═════ Données fournies
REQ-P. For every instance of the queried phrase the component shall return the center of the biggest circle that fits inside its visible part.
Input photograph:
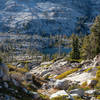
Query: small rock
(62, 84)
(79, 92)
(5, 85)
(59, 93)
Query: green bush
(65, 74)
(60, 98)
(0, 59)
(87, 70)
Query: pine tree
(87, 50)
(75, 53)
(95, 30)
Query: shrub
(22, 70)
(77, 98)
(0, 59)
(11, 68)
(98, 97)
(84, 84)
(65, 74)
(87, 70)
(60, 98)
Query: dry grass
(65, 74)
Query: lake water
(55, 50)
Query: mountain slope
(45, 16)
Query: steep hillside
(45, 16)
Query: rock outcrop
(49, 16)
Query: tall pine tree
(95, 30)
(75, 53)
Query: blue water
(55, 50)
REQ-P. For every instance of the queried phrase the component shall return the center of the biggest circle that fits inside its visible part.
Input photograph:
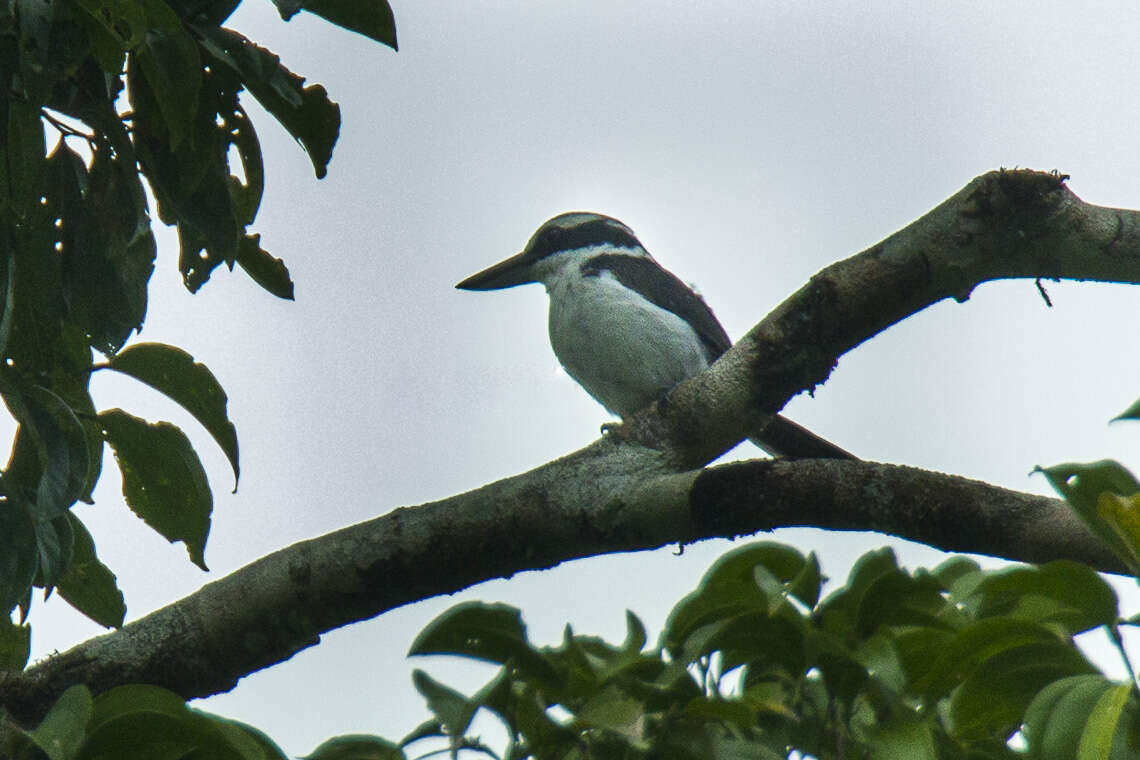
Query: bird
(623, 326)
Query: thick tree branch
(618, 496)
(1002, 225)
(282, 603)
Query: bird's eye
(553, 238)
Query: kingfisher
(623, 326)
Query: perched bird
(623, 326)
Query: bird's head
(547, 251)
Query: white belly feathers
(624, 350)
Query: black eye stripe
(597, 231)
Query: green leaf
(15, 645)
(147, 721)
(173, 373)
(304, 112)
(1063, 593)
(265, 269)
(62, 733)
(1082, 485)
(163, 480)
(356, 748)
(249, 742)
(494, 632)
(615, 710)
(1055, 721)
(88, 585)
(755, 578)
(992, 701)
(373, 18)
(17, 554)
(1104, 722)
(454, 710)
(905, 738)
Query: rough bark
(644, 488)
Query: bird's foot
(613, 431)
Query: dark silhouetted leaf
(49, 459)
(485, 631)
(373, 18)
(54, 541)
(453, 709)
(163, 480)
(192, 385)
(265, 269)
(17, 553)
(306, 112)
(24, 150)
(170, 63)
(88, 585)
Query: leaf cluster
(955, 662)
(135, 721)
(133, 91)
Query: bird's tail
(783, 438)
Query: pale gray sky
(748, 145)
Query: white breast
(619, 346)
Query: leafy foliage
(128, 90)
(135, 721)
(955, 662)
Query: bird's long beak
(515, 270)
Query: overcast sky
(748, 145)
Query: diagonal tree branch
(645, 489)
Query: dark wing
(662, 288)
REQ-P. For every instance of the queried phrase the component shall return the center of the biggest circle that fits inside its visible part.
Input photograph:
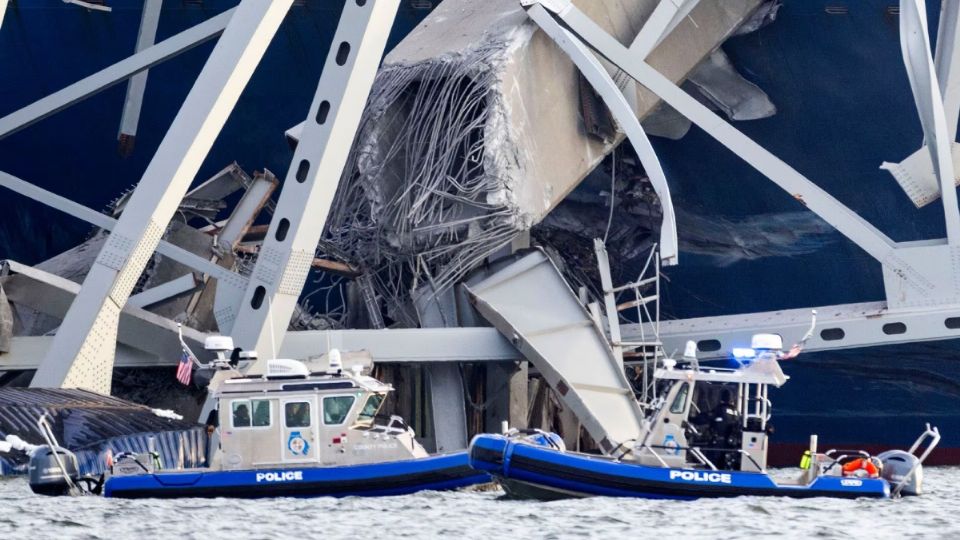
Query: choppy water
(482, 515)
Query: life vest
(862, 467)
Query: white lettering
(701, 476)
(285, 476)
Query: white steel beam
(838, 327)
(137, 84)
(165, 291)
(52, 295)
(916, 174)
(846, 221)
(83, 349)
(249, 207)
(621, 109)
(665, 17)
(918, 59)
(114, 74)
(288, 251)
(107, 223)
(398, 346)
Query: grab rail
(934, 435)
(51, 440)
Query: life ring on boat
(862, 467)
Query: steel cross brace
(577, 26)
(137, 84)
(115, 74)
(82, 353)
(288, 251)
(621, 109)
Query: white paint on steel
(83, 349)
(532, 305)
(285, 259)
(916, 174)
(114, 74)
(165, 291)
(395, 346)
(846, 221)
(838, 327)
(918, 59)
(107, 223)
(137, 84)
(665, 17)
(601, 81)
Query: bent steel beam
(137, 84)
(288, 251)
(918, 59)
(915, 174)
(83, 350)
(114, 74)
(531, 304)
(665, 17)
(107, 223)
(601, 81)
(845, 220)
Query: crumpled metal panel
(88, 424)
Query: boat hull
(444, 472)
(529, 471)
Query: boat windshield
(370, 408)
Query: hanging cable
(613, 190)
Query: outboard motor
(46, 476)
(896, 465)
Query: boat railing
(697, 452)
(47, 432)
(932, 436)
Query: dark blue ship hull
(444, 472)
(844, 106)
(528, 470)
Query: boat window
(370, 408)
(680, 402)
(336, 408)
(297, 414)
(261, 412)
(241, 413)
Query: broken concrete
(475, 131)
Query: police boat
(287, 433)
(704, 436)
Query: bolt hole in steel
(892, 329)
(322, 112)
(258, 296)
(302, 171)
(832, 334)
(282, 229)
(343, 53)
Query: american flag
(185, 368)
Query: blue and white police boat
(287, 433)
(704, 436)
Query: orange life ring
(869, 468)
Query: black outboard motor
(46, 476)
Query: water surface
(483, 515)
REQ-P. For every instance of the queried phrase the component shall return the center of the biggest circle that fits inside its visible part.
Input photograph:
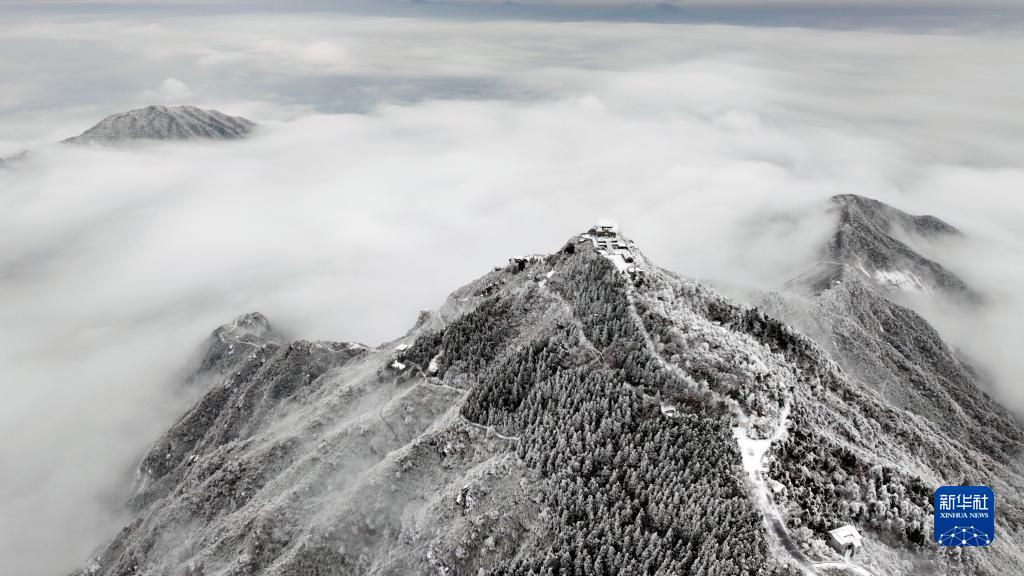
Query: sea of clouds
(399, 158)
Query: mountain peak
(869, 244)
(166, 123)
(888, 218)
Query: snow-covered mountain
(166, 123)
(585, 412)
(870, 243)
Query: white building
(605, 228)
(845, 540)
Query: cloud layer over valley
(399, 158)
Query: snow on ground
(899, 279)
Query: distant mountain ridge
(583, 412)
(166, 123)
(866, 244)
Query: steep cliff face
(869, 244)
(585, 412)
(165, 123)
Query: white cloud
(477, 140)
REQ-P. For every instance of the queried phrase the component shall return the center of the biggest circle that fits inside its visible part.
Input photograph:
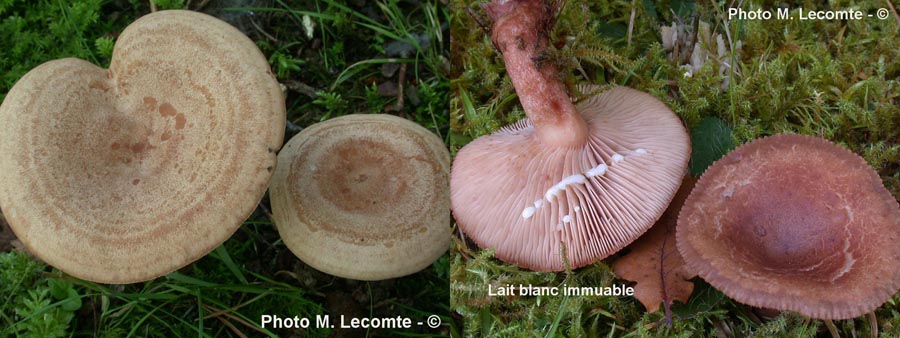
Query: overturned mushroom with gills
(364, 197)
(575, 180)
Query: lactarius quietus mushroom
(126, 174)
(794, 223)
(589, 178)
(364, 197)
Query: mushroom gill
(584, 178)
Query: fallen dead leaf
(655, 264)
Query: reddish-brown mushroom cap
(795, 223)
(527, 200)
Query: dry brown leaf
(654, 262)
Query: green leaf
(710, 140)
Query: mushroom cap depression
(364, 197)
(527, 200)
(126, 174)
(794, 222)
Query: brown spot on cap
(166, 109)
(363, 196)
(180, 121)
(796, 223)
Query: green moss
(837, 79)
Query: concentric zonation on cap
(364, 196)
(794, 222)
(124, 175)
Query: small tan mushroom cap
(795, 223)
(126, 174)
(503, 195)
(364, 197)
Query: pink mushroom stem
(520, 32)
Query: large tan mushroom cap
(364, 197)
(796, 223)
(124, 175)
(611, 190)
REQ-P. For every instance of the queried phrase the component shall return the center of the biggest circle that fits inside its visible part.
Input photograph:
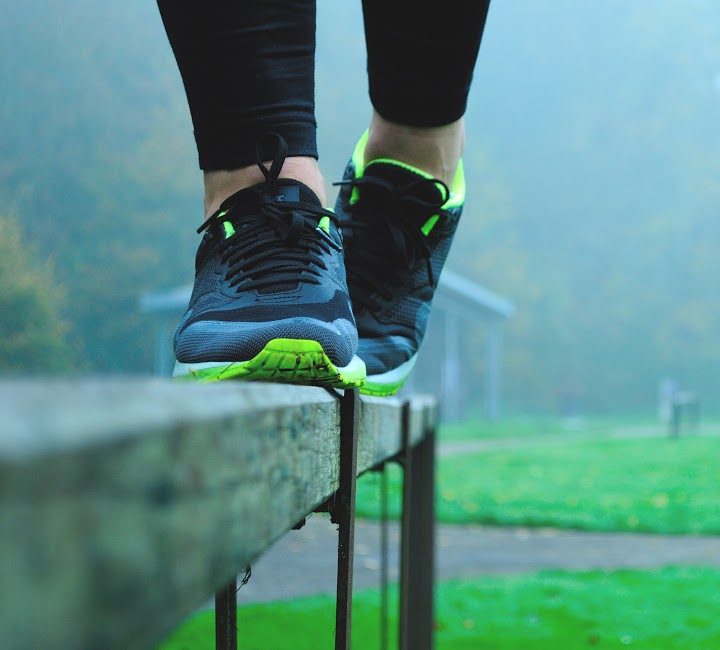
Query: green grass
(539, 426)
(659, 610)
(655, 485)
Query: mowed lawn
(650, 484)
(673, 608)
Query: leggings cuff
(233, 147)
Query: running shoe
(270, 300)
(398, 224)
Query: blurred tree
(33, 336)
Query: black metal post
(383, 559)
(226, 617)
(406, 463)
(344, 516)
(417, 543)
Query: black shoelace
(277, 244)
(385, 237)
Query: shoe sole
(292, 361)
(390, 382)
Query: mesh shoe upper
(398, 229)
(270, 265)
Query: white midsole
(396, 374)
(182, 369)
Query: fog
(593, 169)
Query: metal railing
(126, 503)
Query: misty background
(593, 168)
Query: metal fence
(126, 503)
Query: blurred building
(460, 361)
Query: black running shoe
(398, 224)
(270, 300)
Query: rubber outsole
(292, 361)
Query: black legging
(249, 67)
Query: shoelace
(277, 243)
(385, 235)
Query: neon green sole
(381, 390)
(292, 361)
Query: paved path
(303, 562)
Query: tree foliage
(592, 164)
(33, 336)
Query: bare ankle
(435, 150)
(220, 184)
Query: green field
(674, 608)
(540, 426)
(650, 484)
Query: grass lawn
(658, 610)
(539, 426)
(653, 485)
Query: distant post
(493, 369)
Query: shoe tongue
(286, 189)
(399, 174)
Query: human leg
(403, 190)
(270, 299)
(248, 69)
══════════
◆ Travail demandé
Recopiez toutes les lignes des données, de celle qui contient « Query: running shoe » jusqu'à la fin des données, ces deux bornes comprises. Mettez à l'échelle les coordonnées des réponses en multipliant chacune par 0,9 et en arrondissant à l'entier, les demis vers le haut.

◆ Résultat obtenu
Query: running shoe
(243, 270)
(358, 202)
Query: blurred tree
(30, 302)
Query: black metal post
(345, 503)
(203, 555)
(365, 417)
(310, 464)
(375, 489)
Query: black shoelace
(249, 220)
(347, 213)
Query: shoe sole
(263, 325)
(351, 344)
Query: mesh shoe upper
(358, 206)
(243, 239)
Query: white midsole
(356, 337)
(164, 332)
Query: fog
(534, 152)
Query: metal railing
(113, 453)
Query: misty background
(534, 151)
Query: metal fence
(113, 453)
Query: blurred building
(414, 325)
Query: black running shoe
(358, 202)
(243, 270)
Query: rubber outsole
(263, 325)
Query: black legging
(224, 60)
Query: shoelace
(249, 219)
(347, 212)
Query: neon green sole
(343, 351)
(263, 325)
Query: paved path
(273, 506)
Query: tree foliage
(533, 148)
(30, 302)
Query: bare ankle
(392, 135)
(198, 166)
Query: green field
(607, 547)
(486, 383)
(585, 436)
Query: grass lawn
(592, 549)
(485, 383)
(588, 437)
Query: distant post
(444, 332)
Query: shoe tongue
(257, 170)
(359, 157)
Query: human leg
(363, 171)
(243, 269)
(223, 62)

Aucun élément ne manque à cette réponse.